■ Set problem
Format all of the material below as a numbered list, one line per item, and leave out any blank lines.

(Excerpts from a point labeling dataset)

###

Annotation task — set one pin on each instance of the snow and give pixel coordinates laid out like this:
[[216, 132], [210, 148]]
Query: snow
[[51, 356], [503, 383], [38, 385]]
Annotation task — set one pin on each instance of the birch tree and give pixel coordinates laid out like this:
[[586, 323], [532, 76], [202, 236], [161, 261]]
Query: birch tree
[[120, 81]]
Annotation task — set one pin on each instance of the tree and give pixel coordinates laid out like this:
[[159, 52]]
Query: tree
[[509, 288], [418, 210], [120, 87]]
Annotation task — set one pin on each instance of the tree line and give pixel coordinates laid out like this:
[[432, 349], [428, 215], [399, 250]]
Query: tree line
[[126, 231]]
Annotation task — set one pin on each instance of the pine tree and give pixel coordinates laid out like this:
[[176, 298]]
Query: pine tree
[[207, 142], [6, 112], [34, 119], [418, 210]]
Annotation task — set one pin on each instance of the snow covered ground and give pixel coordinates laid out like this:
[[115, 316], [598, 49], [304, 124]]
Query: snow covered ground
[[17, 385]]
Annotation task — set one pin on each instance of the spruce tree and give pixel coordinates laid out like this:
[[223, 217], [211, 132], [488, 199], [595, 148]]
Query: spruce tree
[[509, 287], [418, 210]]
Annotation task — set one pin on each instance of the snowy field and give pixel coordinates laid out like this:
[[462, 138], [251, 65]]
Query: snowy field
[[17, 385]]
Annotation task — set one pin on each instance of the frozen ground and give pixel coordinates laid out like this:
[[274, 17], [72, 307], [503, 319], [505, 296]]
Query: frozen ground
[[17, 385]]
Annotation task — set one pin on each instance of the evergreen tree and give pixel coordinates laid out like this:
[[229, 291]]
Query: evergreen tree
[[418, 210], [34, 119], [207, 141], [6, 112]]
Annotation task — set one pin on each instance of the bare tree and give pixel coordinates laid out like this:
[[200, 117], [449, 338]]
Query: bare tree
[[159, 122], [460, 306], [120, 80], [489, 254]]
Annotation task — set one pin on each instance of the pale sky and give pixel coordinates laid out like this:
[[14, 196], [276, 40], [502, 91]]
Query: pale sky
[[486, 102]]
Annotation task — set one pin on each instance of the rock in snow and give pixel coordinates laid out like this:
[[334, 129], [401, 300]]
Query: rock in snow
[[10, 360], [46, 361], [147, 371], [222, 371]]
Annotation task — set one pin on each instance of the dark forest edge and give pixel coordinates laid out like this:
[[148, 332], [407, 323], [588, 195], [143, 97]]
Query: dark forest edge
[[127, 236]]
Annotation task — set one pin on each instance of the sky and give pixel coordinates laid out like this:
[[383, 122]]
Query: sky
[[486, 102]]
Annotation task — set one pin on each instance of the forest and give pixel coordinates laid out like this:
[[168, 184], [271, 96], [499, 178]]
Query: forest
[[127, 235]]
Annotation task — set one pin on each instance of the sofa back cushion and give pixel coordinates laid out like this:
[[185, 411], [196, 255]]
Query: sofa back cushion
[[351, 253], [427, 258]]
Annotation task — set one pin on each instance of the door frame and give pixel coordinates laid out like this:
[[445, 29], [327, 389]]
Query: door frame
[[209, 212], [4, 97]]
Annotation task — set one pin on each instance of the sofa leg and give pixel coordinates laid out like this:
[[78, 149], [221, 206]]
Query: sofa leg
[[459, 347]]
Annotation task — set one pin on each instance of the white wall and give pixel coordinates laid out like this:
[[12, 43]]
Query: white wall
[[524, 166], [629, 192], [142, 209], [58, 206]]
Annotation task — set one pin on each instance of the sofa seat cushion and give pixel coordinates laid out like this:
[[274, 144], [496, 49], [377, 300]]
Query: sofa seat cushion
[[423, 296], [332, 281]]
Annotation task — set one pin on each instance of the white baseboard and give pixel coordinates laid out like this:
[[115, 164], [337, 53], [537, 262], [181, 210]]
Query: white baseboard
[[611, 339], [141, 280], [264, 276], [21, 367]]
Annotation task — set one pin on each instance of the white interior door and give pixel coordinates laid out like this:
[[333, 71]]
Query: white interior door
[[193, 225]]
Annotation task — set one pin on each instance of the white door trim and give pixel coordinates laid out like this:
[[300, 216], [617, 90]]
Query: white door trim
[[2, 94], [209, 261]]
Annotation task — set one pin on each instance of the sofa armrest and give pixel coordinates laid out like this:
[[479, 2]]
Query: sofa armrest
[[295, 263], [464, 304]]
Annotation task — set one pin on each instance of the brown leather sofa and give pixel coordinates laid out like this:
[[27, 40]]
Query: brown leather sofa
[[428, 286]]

###

■ Exercise result
1. Annotation task — set one pin on each instance of the snow and give pixel coordinates laid out like this:
2. [[216, 132], [210, 148]]
3. Query: snow
4. [[51, 356], [503, 383], [38, 385]]
5. Annotation task — set one pin on each instance of the birch tree and give pixel coordinates laid out like this:
6. [[586, 323], [532, 76], [202, 236], [161, 261]]
7. Query: birch tree
8. [[120, 81]]
9. Annotation task — set one pin on each instance of the tree and give pixel coordinates laid out like this:
10. [[159, 52]]
11. Query: tree
12. [[509, 288], [418, 210], [120, 87]]
13. Annotation task — set one pin on each instance of the tree line and give pixel coordinates laid out like this:
14. [[432, 349], [428, 215], [399, 250]]
15. Query: tree line
16. [[126, 231]]
17. Annotation task — set one pin on each instance of the pine tree and give pixel coordinates laid out like this:
18. [[176, 298]]
19. Query: pine tree
20. [[207, 142], [6, 112], [34, 119], [418, 210]]
21. Annotation task — set one pin on each instance of the snow covered ground and give pixel coordinates laid out like this:
22. [[115, 316], [598, 49], [304, 124]]
23. Query: snow covered ground
24. [[17, 385]]
25. Annotation task — set one pin on each instance of the spruce tree and give pixel coordinates laid out like this:
26. [[223, 217], [211, 132], [488, 199], [595, 148]]
27. Query: spruce tree
28. [[509, 287], [418, 210]]
29. Annotation task — set one pin on each instance of the snowy field and give pixel coordinates laid out like this:
30. [[462, 138], [251, 65]]
31. Query: snowy field
32. [[17, 385]]
33. Annotation task — set one pin on each instance of the frozen ground and give pixel coordinates laid out like this:
34. [[274, 17], [72, 307], [503, 319], [505, 296]]
35. Query: frozen ground
36. [[17, 385]]
37. Annotation task — set one pin on each instance of the evergreen tree and give pixel coordinates laid out like this:
38. [[229, 291]]
39. Query: evergreen tree
40. [[418, 210], [34, 119], [207, 141], [6, 112]]
41. Annotation task — set one pin on each instance of the bare tree and give pixel coordinates laid out like this:
42. [[200, 117], [449, 338]]
43. Query: bare tree
44. [[159, 122], [460, 306], [120, 80], [489, 254]]
45. Annotation task — set one pin on each instance of the pale sky and give pixel coordinates laid out like this:
46. [[14, 196], [276, 40], [502, 91]]
47. Query: pale sky
48. [[486, 102]]
49. Annotation task — set one pin on each instance of the rock in snow and give pixel coordinates laid out like this:
50. [[334, 129], [401, 300]]
51. Query: rock in snow
52. [[10, 360], [46, 361], [147, 371], [222, 371]]
53. Annotation task — set one pin on each instance of the dark forest edge and give pixel coordinates laid out like this:
54. [[148, 332], [407, 323], [588, 195], [143, 97]]
55. Query: dark forest edge
56. [[127, 236]]
57. Annotation task — set one pin on each instance of the sky and give pixel coordinates laid out like this:
58. [[383, 122]]
59. Query: sky
60. [[486, 102]]
61. Annotation task — set one pin on each instance of the forest and give pixel coordinates laid out like this:
62. [[168, 184], [271, 96], [499, 178]]
63. Query: forest
64. [[127, 235]]
65. Annotation task — set one pin on each instance of the sofa back cushion and give pixel coordinates laid out like this:
66. [[185, 411], [196, 255]]
67. Query: sofa back cushion
68. [[351, 253], [427, 258]]
69. Annotation task — set one pin on each instance of the door frame and give pixel coordinates laid out like this:
70. [[445, 29], [327, 389]]
71. Query: door frame
72. [[209, 212], [4, 97]]
73. Annotation task — set one pin on each instance of the sofa leg and give pixel coordinates laid out like this:
74. [[78, 149], [221, 206]]
75. Query: sofa leg
76. [[459, 347]]
77. Annotation task — set one pin on each instance of the white wall and give pixel coordinates laid out like this:
78. [[12, 43]]
79. Query: white wall
80. [[524, 166], [629, 192], [142, 209], [58, 206]]
81. Annotation task — set one pin on each instance of the sofa seat cushion and give pixel coordinates laid out like this:
82. [[274, 144], [496, 49], [377, 300]]
83. Query: sofa seat cushion
84. [[423, 296], [332, 281]]
85. Annotation task — set one pin on each instance of the white baseboard and give pixel coordinates laid out like this:
86. [[115, 164], [337, 53], [537, 262], [181, 210]]
87. Query: white baseboard
88. [[611, 339], [141, 280], [264, 276], [21, 367]]
89. Annotation task — set one pin on each instance of the white interior door and give pixel coordinates laid out like this:
90. [[333, 71]]
91. Query: white interior door
92. [[193, 225]]
93. Annotation task — set one pin on each instance of the white door trim and give pixel coordinates laid out like this:
94. [[300, 216], [617, 90]]
95. Query: white door trim
96. [[2, 94], [209, 261]]
97. Annotation task — set one pin on each instance of the sofa armrest and give pixel coordinates laid out like this:
98. [[479, 2]]
99. Query: sofa armrest
100. [[295, 263], [464, 304]]
101. Annotation task — set one pin on each instance of the brown leather sofa and give pixel coordinates laid out like this:
102. [[27, 40]]
103. Query: brown leather sofa
104. [[428, 286]]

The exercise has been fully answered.